[Task] Please return every line from the entries that has the string "with" in it.

Saved data entries:
━━━
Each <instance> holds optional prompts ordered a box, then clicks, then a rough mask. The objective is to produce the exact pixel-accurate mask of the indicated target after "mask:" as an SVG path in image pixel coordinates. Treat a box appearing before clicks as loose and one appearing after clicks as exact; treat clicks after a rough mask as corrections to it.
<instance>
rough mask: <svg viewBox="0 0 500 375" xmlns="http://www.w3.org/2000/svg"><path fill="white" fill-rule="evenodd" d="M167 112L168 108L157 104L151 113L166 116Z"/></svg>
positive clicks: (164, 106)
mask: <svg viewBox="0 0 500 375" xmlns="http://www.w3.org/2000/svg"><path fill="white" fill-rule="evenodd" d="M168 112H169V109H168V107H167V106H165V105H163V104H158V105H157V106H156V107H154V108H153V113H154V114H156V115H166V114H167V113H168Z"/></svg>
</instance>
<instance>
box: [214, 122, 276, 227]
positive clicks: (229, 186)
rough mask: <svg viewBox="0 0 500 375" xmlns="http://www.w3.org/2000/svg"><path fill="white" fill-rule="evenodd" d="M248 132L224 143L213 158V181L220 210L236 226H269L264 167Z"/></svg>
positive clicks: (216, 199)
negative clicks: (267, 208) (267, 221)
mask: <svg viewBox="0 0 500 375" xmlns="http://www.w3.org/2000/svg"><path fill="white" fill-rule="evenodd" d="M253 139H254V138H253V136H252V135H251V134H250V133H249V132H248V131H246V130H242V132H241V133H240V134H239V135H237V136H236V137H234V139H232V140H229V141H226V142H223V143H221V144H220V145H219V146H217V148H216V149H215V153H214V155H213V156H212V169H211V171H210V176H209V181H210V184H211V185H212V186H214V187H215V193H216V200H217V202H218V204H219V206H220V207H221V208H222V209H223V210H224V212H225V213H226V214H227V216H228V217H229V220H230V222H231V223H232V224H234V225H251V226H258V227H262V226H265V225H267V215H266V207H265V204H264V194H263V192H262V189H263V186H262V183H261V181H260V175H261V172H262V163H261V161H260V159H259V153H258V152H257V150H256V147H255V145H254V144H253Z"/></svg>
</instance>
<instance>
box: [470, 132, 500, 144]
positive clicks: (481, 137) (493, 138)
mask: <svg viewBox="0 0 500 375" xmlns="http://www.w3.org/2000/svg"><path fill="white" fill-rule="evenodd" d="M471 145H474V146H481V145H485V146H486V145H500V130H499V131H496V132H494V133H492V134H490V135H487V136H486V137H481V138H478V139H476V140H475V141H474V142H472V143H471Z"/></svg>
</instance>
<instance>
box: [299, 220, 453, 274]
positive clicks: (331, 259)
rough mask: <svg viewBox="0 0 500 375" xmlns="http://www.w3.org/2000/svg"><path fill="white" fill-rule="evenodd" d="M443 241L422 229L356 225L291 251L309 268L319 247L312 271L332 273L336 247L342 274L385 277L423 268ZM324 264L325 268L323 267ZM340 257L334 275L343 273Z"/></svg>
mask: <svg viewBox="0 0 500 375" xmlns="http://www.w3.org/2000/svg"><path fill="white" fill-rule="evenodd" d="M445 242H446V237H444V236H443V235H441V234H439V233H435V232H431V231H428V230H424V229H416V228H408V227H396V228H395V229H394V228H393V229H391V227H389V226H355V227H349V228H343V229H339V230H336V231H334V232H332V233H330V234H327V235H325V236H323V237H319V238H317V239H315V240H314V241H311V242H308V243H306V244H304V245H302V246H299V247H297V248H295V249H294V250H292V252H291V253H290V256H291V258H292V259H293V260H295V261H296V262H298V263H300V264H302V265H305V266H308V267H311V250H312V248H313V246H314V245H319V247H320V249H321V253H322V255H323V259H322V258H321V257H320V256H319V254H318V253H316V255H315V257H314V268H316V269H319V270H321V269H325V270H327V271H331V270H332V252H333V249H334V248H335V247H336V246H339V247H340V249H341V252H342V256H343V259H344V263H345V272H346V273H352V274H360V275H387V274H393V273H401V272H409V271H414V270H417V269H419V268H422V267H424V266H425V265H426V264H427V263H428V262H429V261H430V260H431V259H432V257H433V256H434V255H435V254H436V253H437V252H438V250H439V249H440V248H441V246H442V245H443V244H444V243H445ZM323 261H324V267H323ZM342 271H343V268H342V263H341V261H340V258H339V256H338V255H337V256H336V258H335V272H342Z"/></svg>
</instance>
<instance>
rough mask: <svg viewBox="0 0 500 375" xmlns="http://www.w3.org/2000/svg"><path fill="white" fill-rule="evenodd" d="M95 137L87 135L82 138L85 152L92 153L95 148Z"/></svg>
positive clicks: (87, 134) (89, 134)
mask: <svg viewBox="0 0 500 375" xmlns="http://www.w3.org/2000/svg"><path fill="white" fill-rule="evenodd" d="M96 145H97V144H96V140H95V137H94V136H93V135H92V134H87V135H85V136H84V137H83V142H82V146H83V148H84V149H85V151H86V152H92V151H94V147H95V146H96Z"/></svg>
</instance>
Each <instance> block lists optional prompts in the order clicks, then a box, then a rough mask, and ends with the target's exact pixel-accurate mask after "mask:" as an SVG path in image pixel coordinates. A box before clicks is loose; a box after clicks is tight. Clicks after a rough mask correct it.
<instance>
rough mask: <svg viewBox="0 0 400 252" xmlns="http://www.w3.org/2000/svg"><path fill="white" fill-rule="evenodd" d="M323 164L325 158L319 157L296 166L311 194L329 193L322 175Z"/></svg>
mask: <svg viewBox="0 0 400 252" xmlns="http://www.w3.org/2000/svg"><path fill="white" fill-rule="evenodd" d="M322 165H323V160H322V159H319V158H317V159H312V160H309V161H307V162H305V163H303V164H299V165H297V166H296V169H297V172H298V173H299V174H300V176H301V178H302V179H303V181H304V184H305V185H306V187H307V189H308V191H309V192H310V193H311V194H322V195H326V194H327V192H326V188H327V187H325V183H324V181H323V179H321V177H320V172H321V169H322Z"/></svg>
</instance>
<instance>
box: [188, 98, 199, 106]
━━━
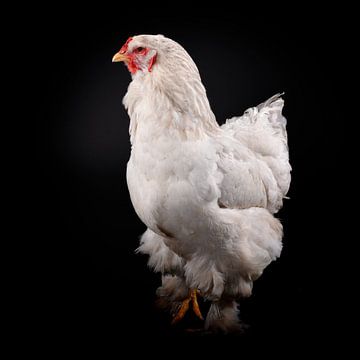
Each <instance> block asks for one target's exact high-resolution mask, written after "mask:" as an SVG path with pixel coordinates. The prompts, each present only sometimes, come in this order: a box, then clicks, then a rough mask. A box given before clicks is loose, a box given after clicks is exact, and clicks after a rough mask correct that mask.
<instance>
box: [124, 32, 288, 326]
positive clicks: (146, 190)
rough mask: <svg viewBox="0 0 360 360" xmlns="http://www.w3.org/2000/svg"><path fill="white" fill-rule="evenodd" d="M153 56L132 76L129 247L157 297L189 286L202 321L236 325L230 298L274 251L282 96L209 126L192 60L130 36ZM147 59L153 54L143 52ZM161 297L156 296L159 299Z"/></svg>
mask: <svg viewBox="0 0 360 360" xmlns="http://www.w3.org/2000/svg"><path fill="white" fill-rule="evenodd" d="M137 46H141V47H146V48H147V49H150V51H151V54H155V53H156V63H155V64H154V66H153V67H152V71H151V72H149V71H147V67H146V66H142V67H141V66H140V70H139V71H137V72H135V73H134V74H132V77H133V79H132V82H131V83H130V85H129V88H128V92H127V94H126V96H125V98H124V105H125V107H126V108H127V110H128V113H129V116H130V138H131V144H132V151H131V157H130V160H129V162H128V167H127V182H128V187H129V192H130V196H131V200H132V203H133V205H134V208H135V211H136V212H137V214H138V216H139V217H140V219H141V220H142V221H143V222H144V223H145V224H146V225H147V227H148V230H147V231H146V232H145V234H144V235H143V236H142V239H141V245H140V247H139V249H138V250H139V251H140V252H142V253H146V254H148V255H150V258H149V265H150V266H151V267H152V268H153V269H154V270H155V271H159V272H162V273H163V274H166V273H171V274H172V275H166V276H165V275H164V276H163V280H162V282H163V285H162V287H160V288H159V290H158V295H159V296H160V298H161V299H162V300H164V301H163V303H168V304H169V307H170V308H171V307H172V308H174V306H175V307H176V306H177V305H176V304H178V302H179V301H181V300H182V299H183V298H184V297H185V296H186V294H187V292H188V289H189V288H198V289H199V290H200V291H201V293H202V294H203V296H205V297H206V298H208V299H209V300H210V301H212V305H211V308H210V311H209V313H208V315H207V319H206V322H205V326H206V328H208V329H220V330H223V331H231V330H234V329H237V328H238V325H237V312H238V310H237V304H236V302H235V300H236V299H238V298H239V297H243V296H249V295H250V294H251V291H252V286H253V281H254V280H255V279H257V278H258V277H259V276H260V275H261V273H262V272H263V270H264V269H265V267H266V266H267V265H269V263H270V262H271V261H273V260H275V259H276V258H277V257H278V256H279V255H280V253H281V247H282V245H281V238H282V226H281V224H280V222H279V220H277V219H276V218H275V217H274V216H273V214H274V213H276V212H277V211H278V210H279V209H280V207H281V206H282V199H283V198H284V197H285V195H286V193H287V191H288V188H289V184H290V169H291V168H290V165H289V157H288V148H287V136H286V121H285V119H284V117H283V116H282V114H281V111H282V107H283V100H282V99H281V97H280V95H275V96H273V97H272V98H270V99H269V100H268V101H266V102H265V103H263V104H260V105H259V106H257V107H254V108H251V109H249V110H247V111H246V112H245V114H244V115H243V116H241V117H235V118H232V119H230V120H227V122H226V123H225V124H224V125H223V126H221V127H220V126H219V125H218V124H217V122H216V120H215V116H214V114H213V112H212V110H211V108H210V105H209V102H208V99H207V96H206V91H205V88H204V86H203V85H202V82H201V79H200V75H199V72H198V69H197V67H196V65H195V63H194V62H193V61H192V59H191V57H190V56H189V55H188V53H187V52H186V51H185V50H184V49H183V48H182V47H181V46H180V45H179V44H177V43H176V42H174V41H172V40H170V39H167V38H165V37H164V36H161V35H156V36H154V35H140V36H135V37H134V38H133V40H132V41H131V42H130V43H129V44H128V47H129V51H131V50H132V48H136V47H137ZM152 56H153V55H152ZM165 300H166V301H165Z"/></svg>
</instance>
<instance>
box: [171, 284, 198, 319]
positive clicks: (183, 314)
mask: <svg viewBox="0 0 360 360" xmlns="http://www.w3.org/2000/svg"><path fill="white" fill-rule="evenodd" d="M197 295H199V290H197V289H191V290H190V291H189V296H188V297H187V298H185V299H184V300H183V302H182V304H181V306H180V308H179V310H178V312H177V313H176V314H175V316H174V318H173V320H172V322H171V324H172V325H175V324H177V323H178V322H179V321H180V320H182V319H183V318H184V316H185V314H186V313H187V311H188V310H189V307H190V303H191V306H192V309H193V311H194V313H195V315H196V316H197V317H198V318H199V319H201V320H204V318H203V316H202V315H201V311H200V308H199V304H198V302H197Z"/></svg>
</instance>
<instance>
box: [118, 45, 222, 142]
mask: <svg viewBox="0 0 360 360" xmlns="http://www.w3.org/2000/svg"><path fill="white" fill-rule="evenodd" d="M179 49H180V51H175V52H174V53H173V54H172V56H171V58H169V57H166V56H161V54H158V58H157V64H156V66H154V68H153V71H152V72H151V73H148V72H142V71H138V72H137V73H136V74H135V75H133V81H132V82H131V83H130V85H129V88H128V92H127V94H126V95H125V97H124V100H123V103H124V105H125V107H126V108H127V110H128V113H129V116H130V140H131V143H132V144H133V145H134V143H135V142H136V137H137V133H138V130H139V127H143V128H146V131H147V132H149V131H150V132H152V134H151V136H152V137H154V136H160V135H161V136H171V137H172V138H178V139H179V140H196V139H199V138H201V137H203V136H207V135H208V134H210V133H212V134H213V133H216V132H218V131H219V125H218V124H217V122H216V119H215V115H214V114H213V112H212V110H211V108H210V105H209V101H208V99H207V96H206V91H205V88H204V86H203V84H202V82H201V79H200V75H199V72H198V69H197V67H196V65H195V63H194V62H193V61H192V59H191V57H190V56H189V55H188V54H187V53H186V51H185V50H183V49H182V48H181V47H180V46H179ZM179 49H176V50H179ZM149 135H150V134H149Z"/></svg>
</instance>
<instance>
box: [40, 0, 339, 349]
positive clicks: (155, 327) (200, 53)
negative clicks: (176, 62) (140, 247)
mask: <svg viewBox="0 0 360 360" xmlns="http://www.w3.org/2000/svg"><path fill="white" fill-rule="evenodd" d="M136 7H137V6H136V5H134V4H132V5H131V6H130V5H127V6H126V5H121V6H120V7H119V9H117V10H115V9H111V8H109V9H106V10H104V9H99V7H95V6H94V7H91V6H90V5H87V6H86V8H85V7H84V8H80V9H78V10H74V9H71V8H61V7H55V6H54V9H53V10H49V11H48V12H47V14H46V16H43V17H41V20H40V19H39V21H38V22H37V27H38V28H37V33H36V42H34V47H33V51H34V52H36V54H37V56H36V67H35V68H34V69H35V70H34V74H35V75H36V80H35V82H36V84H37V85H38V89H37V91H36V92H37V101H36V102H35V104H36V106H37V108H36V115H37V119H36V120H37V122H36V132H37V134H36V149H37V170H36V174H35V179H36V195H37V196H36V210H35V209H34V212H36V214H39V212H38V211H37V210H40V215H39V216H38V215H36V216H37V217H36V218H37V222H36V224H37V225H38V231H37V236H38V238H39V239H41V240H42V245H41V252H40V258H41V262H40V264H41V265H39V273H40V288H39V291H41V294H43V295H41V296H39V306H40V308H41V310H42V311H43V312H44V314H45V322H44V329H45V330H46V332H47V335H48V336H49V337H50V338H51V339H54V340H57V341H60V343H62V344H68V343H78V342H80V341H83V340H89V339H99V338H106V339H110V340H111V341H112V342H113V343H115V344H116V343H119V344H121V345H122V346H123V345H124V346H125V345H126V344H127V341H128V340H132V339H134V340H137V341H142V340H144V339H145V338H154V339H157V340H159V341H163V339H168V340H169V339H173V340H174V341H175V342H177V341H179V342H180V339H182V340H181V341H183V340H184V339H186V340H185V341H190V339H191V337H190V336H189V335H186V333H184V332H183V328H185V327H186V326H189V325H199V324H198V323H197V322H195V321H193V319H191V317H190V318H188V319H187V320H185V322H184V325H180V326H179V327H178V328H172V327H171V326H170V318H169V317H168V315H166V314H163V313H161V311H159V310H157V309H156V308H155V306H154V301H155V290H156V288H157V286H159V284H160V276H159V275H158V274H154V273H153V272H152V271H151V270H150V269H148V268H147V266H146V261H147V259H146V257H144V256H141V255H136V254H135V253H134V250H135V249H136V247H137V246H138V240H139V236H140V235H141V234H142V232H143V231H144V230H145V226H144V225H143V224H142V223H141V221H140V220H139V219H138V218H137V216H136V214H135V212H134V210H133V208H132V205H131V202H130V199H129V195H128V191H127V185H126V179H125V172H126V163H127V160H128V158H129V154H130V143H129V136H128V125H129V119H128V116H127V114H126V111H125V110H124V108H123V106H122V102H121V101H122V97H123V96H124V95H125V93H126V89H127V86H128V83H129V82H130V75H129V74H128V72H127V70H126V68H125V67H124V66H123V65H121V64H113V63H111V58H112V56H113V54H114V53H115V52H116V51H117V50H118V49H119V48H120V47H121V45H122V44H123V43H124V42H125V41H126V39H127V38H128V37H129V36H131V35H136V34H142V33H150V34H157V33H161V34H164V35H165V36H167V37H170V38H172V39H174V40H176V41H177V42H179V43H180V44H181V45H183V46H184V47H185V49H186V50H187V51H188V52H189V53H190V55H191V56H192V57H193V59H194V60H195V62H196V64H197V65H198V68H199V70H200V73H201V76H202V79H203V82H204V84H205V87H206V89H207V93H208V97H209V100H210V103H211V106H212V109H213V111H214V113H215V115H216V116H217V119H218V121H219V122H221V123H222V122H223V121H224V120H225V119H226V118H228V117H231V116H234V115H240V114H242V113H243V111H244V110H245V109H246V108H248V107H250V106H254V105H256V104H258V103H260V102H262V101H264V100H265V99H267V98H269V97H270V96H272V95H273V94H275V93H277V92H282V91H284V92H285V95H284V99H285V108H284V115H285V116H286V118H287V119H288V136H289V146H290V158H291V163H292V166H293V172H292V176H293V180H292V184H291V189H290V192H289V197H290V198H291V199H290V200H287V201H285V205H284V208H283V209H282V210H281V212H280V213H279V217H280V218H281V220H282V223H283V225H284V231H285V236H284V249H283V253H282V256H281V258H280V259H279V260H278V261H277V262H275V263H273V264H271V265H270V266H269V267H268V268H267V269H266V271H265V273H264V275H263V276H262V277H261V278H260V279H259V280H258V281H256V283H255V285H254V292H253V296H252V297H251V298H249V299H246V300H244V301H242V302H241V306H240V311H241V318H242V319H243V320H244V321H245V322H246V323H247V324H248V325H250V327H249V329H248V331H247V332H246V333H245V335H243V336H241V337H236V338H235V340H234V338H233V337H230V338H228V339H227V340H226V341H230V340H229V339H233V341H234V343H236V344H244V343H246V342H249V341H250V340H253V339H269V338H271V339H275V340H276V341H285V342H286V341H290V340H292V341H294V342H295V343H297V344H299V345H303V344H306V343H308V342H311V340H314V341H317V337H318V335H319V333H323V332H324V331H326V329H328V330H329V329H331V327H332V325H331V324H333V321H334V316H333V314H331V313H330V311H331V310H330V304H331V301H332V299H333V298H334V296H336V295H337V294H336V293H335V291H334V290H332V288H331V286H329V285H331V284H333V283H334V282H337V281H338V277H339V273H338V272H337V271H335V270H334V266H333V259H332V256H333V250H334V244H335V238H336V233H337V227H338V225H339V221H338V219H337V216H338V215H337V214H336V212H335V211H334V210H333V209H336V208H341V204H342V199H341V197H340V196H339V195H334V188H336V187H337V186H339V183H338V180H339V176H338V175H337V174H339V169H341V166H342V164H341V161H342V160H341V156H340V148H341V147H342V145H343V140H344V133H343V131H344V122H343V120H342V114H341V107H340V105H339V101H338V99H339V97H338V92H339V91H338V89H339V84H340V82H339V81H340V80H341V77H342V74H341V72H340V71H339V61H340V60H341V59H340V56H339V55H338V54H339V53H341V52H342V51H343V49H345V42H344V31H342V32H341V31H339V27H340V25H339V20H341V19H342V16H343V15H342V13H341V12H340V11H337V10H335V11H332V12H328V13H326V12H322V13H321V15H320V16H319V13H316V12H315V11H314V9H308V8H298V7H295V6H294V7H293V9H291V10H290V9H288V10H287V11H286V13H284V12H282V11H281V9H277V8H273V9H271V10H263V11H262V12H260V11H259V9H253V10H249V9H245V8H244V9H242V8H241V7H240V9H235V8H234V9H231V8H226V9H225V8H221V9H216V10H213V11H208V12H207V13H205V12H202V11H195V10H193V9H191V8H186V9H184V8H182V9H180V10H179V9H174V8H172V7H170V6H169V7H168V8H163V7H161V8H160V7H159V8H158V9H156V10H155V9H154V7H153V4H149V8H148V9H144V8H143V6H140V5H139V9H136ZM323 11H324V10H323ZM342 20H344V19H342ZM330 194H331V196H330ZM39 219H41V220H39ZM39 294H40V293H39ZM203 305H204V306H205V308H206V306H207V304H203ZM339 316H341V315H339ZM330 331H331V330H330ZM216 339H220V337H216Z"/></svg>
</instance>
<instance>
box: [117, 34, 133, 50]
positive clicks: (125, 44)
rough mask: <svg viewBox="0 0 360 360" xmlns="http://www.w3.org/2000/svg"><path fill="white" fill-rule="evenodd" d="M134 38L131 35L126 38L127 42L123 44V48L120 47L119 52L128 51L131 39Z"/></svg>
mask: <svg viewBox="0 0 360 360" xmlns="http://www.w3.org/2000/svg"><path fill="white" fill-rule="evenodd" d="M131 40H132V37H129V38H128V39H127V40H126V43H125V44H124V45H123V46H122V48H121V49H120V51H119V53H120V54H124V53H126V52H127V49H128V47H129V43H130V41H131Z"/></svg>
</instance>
━━━
[Result of the exercise]
Each <instance> block lists optional prompts in the order clicks, then a box, then a rough mask, and ends with the target's exact pixel-accurate mask after "mask:" as an SVG path in image pixel coordinates. A box before clicks is loose; a box after clicks is tight. Clicks after a rough mask correct it.
Each <instance> block asks for one target's exact high-resolution mask, written after "mask:" as an SVG path with pixel coordinates. The prompts, each present only sometimes, come in this order: a box, then clicks, then a rough mask. A box given before clicks is loose, a box given after clicks is exact, and clicks after a rough mask correct that mask.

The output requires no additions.